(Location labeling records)

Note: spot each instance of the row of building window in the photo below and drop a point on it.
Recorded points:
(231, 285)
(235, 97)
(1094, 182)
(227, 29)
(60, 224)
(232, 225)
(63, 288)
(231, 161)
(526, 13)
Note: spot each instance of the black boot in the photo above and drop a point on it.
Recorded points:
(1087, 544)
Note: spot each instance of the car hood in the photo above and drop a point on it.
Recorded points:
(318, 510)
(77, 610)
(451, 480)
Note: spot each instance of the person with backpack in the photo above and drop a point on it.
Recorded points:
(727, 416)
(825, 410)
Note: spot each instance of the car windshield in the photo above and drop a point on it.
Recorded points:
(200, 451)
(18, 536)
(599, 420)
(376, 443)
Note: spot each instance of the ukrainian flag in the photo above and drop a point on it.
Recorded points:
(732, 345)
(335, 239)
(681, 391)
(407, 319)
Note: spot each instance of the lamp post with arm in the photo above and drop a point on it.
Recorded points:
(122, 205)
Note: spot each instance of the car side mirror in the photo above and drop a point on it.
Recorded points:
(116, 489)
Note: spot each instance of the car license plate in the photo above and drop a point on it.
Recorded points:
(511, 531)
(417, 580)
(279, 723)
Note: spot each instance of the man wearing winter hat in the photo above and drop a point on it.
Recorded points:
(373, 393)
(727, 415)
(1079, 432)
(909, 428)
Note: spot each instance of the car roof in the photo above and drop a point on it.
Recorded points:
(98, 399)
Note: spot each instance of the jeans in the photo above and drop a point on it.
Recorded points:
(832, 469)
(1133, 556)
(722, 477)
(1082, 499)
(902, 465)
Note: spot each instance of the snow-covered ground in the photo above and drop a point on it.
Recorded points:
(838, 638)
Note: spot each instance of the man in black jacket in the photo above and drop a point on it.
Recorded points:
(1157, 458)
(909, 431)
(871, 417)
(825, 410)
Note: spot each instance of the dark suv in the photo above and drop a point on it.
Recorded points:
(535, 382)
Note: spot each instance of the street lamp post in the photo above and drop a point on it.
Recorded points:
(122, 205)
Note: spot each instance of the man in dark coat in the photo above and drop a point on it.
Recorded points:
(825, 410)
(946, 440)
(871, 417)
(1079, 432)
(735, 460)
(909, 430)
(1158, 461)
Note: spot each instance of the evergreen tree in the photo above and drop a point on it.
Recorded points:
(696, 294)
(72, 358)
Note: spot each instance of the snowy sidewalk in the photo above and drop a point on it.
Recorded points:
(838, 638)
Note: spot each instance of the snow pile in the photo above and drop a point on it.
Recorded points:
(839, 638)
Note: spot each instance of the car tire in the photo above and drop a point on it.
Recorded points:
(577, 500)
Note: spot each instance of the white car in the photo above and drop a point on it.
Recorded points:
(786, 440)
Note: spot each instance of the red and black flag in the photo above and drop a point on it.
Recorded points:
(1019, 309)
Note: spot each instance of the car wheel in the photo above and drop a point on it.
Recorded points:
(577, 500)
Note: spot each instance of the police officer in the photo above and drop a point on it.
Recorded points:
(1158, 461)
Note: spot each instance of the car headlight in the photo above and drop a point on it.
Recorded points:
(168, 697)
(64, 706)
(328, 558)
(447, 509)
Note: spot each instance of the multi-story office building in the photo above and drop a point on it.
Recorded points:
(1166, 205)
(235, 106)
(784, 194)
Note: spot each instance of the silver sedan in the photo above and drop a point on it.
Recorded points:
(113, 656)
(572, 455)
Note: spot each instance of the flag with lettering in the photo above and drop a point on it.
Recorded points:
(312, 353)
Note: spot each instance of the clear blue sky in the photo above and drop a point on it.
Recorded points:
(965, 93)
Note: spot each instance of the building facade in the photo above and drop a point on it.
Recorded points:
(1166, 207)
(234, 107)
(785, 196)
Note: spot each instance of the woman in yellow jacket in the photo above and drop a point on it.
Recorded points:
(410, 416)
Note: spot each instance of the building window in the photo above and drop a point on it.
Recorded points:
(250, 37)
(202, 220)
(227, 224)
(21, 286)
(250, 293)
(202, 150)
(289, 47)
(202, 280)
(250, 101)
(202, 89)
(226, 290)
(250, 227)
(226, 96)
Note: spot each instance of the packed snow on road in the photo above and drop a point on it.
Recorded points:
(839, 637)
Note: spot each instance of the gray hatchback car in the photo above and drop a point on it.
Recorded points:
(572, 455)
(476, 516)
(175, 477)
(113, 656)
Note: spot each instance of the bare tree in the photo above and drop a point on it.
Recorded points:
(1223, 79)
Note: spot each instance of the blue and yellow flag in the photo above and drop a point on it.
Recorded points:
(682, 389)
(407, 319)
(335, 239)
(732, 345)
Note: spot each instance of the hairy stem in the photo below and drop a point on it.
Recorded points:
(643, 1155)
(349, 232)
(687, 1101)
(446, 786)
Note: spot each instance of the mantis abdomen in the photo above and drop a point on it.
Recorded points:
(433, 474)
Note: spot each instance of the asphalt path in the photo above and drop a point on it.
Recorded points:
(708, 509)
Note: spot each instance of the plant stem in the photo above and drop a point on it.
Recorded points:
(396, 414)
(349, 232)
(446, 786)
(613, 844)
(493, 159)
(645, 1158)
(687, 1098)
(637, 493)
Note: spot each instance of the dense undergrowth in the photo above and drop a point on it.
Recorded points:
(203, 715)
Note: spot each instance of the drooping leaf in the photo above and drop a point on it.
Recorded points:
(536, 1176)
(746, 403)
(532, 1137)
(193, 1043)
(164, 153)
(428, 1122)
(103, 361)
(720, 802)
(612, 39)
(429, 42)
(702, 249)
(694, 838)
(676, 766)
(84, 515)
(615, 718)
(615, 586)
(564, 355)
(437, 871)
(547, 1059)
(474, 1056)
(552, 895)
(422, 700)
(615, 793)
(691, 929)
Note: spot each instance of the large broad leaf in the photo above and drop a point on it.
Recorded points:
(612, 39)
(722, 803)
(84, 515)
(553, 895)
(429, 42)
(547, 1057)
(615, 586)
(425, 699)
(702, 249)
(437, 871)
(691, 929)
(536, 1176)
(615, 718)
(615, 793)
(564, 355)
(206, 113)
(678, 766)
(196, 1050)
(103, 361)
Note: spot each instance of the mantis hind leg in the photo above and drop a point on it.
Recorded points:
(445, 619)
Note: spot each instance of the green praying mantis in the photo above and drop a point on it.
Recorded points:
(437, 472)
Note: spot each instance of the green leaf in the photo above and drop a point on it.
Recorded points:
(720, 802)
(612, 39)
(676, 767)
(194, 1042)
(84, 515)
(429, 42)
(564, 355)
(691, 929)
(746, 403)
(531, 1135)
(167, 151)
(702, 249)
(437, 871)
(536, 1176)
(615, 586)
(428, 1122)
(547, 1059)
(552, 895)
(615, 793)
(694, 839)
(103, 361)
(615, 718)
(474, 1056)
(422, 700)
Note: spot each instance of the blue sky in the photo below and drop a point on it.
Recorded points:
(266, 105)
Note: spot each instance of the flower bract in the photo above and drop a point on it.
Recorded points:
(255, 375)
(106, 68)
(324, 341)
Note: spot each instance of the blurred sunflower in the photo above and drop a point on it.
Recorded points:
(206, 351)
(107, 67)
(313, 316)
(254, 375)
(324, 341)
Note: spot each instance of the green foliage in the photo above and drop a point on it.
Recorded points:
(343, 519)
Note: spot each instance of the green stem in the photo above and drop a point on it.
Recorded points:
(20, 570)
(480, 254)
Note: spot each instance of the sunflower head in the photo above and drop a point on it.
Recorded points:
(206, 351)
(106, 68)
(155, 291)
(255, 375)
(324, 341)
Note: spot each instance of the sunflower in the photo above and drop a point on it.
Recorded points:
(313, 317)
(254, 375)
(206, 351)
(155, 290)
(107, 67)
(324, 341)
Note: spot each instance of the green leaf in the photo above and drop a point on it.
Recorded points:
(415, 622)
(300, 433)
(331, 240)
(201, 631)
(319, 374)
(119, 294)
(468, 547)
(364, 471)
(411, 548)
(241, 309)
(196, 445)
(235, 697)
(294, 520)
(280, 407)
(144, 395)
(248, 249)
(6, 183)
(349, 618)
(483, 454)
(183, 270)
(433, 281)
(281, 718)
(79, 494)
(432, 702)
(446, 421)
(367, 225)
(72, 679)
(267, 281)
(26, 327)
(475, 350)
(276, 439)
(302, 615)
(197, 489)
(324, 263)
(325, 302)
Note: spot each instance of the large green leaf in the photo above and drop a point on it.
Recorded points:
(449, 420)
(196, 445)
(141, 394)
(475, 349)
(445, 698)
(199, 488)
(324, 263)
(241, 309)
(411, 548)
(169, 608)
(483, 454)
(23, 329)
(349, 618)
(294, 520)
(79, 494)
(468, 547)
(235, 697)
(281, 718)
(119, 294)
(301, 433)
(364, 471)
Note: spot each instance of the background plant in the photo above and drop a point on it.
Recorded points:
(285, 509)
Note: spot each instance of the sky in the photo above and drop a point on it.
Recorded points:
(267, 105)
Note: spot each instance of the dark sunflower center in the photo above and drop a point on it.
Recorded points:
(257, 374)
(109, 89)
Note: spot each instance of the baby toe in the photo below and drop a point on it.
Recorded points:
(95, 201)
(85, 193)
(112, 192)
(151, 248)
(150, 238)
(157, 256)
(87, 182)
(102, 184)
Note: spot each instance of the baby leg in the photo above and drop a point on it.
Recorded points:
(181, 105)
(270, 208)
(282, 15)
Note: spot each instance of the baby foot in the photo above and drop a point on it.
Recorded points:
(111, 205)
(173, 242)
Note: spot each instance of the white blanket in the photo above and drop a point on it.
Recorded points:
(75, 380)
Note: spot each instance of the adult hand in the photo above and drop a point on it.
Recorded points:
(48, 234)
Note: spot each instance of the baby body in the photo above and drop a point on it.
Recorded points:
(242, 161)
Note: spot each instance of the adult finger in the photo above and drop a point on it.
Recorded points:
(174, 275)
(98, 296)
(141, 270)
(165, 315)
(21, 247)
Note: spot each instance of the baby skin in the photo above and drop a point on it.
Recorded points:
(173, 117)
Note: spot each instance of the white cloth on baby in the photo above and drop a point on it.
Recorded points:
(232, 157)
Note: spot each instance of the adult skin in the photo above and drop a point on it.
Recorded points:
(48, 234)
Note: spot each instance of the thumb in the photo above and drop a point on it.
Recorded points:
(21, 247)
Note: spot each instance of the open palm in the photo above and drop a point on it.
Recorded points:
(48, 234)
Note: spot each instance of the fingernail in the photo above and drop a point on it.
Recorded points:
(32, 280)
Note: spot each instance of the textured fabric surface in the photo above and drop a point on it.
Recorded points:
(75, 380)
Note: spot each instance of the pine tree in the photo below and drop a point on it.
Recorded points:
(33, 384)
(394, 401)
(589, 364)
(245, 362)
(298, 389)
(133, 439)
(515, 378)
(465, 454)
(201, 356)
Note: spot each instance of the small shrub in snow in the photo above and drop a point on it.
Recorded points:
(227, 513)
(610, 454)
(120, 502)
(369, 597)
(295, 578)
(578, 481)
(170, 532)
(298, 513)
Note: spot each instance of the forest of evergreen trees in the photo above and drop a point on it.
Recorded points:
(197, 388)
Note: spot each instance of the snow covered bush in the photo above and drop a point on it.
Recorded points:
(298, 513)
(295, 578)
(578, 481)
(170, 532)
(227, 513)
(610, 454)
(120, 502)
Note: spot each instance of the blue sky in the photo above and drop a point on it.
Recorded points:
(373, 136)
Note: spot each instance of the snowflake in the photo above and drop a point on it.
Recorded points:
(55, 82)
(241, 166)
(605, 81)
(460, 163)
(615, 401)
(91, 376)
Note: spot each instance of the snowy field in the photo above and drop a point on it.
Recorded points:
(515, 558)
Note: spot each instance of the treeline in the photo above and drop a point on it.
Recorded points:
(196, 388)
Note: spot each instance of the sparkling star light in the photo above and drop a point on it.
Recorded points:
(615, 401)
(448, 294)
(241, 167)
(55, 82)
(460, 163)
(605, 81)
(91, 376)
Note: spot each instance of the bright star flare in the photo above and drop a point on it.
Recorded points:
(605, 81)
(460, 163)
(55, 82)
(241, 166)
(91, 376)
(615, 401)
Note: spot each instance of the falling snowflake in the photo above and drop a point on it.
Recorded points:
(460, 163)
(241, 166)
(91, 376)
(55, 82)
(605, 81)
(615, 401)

◆ GIVEN TASK
Transcribe only the trailing portion of the entries above: the line that contains "Note: spot each instance of the thumb" and each line after it.

◆ PROBLEM SOLUTION
Note: spot each instance of the thumb in the photo above and drop a point on it.
Recorded points:
(21, 247)
Note: spot each instance of the open palm in the photo above and drop a point on it.
Recorded points:
(48, 234)
Note: spot each instance of the fingernail in the photo above and drop a point on it.
Recorded points:
(32, 280)
Note: spot each instance of the textured fabric surface in the photo above and drop a point on it.
Recorded points:
(75, 380)
Note: spot each instance of the pine tree in the photo below and drop a point on it.
Recorded points:
(33, 384)
(394, 401)
(589, 364)
(245, 362)
(298, 389)
(133, 439)
(515, 378)
(465, 454)
(201, 356)
Note: spot each instance of the small shrub in snow in the photo above and drop a point on it.
Recorded points:
(227, 513)
(610, 454)
(120, 502)
(369, 597)
(295, 578)
(578, 481)
(170, 532)
(298, 513)
Note: spot each instance of the forest of evergreen trees in the photo above and drop a point on it.
Recorded points:
(197, 388)
Note: spot each instance of the snow covered bush in the photo above and drop a point on it.
Recorded points:
(298, 513)
(295, 578)
(578, 481)
(170, 532)
(227, 513)
(610, 454)
(120, 502)
Note: spot each instance of the blue sky in the photo above and drop a point on it.
Recorded points:
(373, 136)
Note: spot each instance of the snowflake in the photo above and drop a point on it.
Recorded points:
(55, 82)
(241, 166)
(605, 81)
(460, 163)
(615, 401)
(91, 376)
Note: spot each instance of the snowy field in the photo above and drop a point on it.
Recorded points:
(515, 558)
Note: spot each instance of the treeline in the photo above and drop a point on it.
Recorded points:
(196, 388)
Note: spot each instance of the sparkling star light in the photo above and drop a point on it.
Recorded points:
(615, 401)
(448, 294)
(241, 167)
(55, 82)
(460, 163)
(605, 81)
(91, 376)
Note: spot each instance of the bright star flare in the photo above and drop a point on it.
Recorded points:
(605, 81)
(460, 163)
(55, 82)
(241, 166)
(91, 376)
(615, 401)
Note: spot each instance of the falling snowflake in the photo above and drop a point on it.
Recorded points:
(460, 163)
(241, 166)
(91, 376)
(55, 82)
(605, 81)
(615, 401)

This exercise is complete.